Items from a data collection
========================================================================

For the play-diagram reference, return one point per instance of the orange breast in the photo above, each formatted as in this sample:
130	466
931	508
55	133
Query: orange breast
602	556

========================================================================

[TO DO] Copy out every line of the items above, requests included, and add 134 to each coordinate in the answers. All other numbers stay as they are.

[TASK ANSWER]
For the play-diagram reference, return one point per instance of the orange breast in the photo above, each formatted as in this sample:
130	466
931	508
55	133
Query: orange breast
736	690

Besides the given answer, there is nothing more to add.